Begin

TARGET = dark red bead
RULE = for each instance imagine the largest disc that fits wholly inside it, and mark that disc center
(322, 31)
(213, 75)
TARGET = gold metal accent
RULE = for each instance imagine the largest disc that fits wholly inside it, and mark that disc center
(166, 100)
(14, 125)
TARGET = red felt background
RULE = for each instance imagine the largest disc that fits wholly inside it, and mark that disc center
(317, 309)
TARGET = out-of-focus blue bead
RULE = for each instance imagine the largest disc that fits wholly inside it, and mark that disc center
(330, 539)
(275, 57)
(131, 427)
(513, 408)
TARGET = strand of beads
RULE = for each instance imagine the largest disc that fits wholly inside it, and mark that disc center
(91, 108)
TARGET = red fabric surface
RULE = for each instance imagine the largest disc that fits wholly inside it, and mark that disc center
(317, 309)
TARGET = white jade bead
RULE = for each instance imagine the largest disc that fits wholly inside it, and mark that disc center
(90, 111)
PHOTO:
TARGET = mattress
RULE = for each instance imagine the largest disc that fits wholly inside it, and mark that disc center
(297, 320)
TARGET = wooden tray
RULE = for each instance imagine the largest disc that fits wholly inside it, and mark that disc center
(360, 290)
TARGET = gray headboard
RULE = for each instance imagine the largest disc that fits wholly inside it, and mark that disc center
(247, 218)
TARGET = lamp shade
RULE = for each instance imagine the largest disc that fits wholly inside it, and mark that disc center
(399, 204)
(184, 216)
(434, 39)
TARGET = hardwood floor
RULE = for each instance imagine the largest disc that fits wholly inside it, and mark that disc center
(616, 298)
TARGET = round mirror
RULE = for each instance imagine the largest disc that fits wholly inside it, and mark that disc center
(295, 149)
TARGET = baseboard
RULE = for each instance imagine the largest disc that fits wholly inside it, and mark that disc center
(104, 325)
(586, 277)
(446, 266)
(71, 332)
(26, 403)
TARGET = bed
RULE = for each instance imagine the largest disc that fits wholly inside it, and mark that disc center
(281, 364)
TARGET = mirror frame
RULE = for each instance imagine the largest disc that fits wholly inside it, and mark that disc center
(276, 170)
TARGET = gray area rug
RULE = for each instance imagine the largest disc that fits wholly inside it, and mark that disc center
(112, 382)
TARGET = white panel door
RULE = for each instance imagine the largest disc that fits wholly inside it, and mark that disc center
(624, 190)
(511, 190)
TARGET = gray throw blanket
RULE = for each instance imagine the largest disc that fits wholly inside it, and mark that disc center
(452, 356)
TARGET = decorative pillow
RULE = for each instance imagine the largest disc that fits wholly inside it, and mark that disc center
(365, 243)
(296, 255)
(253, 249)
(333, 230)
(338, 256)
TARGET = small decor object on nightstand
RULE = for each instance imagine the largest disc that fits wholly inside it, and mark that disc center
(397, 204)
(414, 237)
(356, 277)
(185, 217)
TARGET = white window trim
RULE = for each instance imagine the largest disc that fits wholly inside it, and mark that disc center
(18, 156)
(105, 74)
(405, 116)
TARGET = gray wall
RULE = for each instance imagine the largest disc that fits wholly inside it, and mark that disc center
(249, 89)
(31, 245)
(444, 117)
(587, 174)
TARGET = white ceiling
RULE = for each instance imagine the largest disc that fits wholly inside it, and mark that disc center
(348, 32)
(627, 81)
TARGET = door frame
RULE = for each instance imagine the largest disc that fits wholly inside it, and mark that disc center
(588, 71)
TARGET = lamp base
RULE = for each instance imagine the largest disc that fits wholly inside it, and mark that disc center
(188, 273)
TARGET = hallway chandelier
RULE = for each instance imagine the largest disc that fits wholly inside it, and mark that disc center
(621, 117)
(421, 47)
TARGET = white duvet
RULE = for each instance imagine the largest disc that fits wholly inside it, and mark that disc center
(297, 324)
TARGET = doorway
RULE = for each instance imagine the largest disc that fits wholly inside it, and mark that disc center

End

__DIRECTIONS FOR THIS TASK__.
Reproduce all of the material above word for word, without changing anything.

__SOLUTION FOR THIS TASK__.
TARGET = dark red bead
RULE = for each instance imagine the largest disc that fits wholly inside it, and mark that disc center
(322, 31)
(213, 75)
TARGET = gold metal accent
RULE = for each instance imagine the largest disc that fits wholly inside it, and mark that disc center
(166, 100)
(14, 125)
TARGET = red felt background
RULE = for each instance imagine the largest disc that fits wholly inside it, and mark that disc center
(317, 309)
TARGET = out-of-focus blue bead
RULE = for each instance imagine the largest disc that fits wholly inside it, and mark that disc center
(330, 539)
(275, 57)
(131, 427)
(513, 408)
TARGET = strand of beads
RULE = for each instance imagine the largest disc that fits wholly inside it, and mark that disc center
(91, 108)
TARGET = red fabric surface
RULE = for each instance imagine the largest disc that fits wholly inside it, and mark that disc center
(317, 309)
TARGET = white jade bead
RULE = for each instance imagine the largest disc that fits wholly inside it, and mark that disc center
(90, 111)
PHOTO:
TARGET = mattress
RULE = for each instance imagine the largest disc that fits wholly inside it, and mark that disc center
(297, 320)
TARGET = wooden tray
RULE = for each instance imagine the largest disc that fits wholly inside it, and mark that disc center
(360, 290)
TARGET = gray headboard
RULE = for each instance imagine the largest disc that fits wholly inside it, and mark that disc center
(247, 218)
TARGET = lamp shade
RULE = for each instance imagine the largest disc that fits wholly inside it, and mark that disc center
(399, 204)
(184, 216)
(434, 39)
TARGET = hardwood floor
RULE = for each instance imagine the largest disc that fits wholly inside it, and mark that disc center
(616, 298)
TARGET = round mirror
RULE = for each instance imagine the largest disc that fits wholly inside it, and mark that disc center
(295, 149)
TARGET = baseboard
RULE = for each instance imagine the largest disc that fits wholly inside it, and mark that disc center
(104, 325)
(586, 277)
(446, 266)
(71, 332)
(26, 403)
TARGET = bed
RULE = for each instance imagine the largest disc that fits wholly inside it, and mark that disc center
(281, 364)
TARGET = mirror frame
RULE = for each instance imagine the largest disc that fits wholly inside it, and mark that disc center
(276, 170)
TARGET = gray area rug
RULE = for each instance imagine the largest disc that fits wholly inside it, and mark that disc center
(112, 382)
TARGET = white panel door
RULE = for each instance imagine the largest disc that fits wholly inside it, and mark that disc center
(624, 190)
(511, 190)
TARGET = gray throw blanket
RULE = for each instance imagine the largest disc that fits wholly inside it, and mark that disc center
(452, 356)
TARGET = decorative pillow
RULE = for each instance imagine the largest disc that fits wholly inside it, and mark that disc center
(365, 243)
(296, 255)
(253, 249)
(333, 230)
(338, 256)
TARGET = small decor object on nightstand
RULE = for each instance imagine the largest disc that fits wholly inside it, and mark that disc center
(397, 204)
(414, 237)
(356, 277)
(185, 217)
TARGET = white window trim
RULE = for each instance imagine the largest disc that fits wholly inside it, and mark that disc center
(18, 156)
(105, 74)
(405, 116)
TARGET = gray wall
RULE = for each instance imagine the largest disc that fits wholly inside it, and mark that disc center
(249, 89)
(31, 245)
(444, 117)
(587, 174)
TARGET = white ceiling
RULE = for each instance imagine the largest disc that fits wholly inside it, and mark that disc center
(348, 32)
(627, 81)
TARGET = door frame
RULE = for each instance imagine the largest disc that fits wholly inside it, and mark that disc center
(588, 71)
TARGET = lamp base
RULE = for each instance imagine the largest disc that fits wholly inside it, and mark that disc center
(188, 273)
TARGET = hallway chandelier
RULE = for each instance imagine the largest disc that fits wholly inside it, and mark that disc center
(621, 117)
(421, 47)
TARGET = white duvet
RULE = for each instance imagine the largest disc that fits wholly inside it, and mark that disc center
(297, 324)
TARGET = doorway
RULE = for each instance imagine the largest disc that fits wholly inside it, and mark that disc center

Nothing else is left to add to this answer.